TRAVAUX DEMANDÉS
A: Selon le témoignage sur la libération de Cairanne, pour quelles raisons des langues vipérines s'en prirent-elles au Père Plantevin quelques jours après la fête ? Répondez en une à trois phrases.
B: D'après le témoignage sur la libération de Cairanne, chez qui se trouvait le café où les Cairannais exaltaient leur joie ?

EXTRAIT DU TEXTE
Témoignage d’un jeune cairannais
À Cairanne nous fûmes « libérés » par la Résistance française. Ce fut un enthousiasme indescriptible. Tout le village était présent pour accueillir les défilés glorieux des FFI
et F.T.P.F. (les Forces françaises de l’intérieur et les francs-tireurs et partisans français). Ces derniers étant recrutés à partir de l’organisation spéciale (O.S.)
du parti communiste. Ils étaient souvent encadrés par d’anciens volontaires des brigades internationales de la guerre civile d’Espagne et comptaient dans leurs rangs
de nombreux anciens combattants espagnols réfugiés en France.
Au café, chez Ludovic Manifacier, les Cairannais exaltaient leur joie, on embrassait les jeunes libérateurs et le vin coulait à flot. C’était la fête, une buvette avait été
improvisée à l’extérieur ainsi qu’une estrade sommaire sur laquelle montèrent deux ou trois musiciens. La place était décorée de lampions multicolores et de banderoles de
bienvenue. Il y avait aussi des drapeaux français et même américains. Guirlandes et accessoires du 14 juillet avaient été sortis pour la circonstance.
Tout le monde dansa sur la place dans ce bal populaire de la libération emporté par la joie et les airs entrainants de l’accordéon et des cuivres. Les filles et les femmes
tournoyaient et se trémoussaient dans les bras des vainqueurs et des paysans avinés. Les enfants se mélangeaient à la foule sautillant et criant. Les jeunes gens ébauchaient
les premiers pas du rythme syncopé du swing.
Le Père Plantevin pour l’occasion fit de joyeuses sonnailles et descendit de son presbytère pour se mêler aux liesses de la foule cairannaise. Des langues vipérines s’empressèrent
de siffler au-dessus de sa tête quelques jours après. Elles disaient que le Père avait bu comme un chantre et ces hypocrites lui reprochaient aussi de s’être commis avec
des communistes notoires (les FTPF) en échangeant des propos patriotiques d’inspirations moscovites; ce qui était parfaitement faux et imbécile de le faire passer
pour un prêtre rouge.
Les jeunes libérateurs avaient le verbe haut et les discours aux accents victorieux, les diatribes revanchardes contre les collabos s’élevaient en surenchères politiques,
les francs-tireurs, toujours en armes, s’excitaient en s’apostrophant, montaient sur les tables en brandissant leurs pistolets mitrailleurs « Sten », employés dans les maquis;
l’atmosphère brouillardeuse et houleuse déchainait les passions.
J’étais là, dévisageant ces jeunes hommes dont certains étaient mes aînés de seulement deux ou trois ans, et tout cela me grisait. Je me souviens de l’un deux, debout sur
une chaise, très agité et presque aphone à force de hurlements, il avait un pantalon un peu large qui lui descendait sur les fesses en baillant à la ceinture, et en laissant
voir le pan de sa chemise par derrière. Un de ses camarades de combat prit une chope de bière et lui déversa soudain tout le contenu dans l’intervalle de son froc, peut-être
pour lui rafraîchir les fesses et les idées !

DONNÉES BRUTES
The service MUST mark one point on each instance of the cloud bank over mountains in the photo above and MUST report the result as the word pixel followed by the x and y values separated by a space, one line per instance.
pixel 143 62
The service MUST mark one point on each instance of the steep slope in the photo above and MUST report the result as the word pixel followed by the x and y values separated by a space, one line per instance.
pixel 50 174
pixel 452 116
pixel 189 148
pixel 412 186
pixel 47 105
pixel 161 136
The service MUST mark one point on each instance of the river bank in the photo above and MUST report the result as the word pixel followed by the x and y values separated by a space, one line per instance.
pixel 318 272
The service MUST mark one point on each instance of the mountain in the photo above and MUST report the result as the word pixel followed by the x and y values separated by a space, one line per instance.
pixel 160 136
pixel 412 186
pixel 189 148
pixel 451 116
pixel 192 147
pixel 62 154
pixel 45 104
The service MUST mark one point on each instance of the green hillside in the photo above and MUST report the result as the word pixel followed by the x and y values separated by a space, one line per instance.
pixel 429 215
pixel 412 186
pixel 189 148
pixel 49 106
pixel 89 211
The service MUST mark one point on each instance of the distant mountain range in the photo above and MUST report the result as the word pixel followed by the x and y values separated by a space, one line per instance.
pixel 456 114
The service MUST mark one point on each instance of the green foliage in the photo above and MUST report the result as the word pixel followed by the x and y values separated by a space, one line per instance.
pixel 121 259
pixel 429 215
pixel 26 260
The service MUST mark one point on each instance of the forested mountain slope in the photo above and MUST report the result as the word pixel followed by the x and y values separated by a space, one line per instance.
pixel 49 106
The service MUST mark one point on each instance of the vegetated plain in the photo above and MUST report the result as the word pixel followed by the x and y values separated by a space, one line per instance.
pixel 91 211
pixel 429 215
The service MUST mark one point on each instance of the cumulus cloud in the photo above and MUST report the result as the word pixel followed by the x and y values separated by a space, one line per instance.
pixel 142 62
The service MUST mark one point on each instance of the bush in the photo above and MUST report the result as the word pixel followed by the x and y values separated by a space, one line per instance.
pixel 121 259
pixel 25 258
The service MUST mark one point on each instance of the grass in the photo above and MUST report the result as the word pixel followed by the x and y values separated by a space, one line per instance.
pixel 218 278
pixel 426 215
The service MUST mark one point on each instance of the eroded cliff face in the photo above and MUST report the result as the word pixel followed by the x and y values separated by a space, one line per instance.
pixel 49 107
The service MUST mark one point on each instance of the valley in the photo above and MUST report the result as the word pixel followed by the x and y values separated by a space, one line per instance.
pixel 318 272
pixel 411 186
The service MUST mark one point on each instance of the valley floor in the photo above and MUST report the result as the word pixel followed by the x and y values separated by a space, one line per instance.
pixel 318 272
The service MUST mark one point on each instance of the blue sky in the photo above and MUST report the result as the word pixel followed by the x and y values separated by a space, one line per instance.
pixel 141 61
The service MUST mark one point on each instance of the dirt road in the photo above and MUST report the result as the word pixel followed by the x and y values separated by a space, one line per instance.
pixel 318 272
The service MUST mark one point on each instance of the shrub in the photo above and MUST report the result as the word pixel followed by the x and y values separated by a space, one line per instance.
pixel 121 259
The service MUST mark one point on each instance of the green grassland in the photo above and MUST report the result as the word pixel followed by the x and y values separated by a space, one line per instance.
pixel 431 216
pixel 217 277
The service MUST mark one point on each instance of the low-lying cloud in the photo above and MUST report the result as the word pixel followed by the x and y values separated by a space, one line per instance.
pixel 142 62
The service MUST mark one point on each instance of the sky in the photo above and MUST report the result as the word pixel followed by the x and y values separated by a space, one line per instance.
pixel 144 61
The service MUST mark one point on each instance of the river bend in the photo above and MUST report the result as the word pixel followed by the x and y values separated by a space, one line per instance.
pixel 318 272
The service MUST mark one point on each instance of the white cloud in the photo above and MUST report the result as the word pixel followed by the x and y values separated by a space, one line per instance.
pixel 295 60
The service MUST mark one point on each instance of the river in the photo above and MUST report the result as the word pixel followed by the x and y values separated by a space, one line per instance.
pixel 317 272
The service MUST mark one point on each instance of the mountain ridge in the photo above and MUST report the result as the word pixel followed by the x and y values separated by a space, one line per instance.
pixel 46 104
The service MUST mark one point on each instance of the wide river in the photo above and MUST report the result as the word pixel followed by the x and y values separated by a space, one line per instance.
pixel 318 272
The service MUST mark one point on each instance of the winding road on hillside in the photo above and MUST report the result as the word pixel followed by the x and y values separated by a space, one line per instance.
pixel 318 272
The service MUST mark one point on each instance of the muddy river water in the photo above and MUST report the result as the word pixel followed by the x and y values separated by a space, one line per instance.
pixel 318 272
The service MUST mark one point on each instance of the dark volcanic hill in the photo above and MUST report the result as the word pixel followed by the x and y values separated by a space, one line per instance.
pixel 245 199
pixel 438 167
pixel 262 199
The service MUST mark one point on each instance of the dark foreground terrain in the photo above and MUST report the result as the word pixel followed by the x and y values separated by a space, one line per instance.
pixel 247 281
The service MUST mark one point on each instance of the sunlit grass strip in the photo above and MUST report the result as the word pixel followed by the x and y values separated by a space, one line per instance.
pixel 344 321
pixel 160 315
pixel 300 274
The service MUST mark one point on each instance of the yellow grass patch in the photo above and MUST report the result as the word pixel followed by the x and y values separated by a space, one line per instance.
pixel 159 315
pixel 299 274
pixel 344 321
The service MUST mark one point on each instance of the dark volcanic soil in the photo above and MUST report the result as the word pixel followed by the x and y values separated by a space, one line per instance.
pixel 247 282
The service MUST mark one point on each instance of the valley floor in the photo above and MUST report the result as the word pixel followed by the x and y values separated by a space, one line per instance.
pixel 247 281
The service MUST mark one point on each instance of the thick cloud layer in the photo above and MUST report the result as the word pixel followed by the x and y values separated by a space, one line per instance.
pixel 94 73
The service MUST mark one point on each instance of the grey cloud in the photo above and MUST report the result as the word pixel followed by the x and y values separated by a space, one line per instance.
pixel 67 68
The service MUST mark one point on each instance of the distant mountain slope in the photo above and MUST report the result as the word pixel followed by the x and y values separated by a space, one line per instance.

RÉPONSES RÉDIGÉES
A: Elles affirmaient que le Père avait bu comme un chantre. Elles lui reprochaient aussi de s'être commis avec des communistes notoires, les FTPF, en échangeant des propos patriotiques d'inspirations moscovites.

B: Chez Ludovic Manifacier.